Dataset entries:
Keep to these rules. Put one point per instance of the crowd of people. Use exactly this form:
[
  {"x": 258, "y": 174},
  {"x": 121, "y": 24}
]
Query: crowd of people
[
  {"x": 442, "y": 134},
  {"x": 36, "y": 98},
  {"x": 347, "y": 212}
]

#### YOUR OBJECTIVE:
Update the records by replacing every "crowd of people" with "group of people" and leaving the rest unchanged.

#### EXERCISE RESULT:
Keep to these rules. Put one point per instance of the group of people. Use exactly this form:
[
  {"x": 258, "y": 174},
  {"x": 121, "y": 24}
]
Query: group of people
[
  {"x": 442, "y": 134},
  {"x": 36, "y": 98},
  {"x": 347, "y": 212}
]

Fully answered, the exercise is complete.